**The task**. Print the material below line for line, changing nothing.
Start
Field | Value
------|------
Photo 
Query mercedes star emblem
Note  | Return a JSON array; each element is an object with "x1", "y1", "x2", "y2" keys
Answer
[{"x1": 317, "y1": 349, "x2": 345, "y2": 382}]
End
**Solution for this problem**.
Field | Value
------|------
Photo 
Query mercedes star emblem
Note  | Return a JSON array; each element is an object with "x1", "y1", "x2", "y2" keys
Answer
[{"x1": 317, "y1": 349, "x2": 345, "y2": 382}]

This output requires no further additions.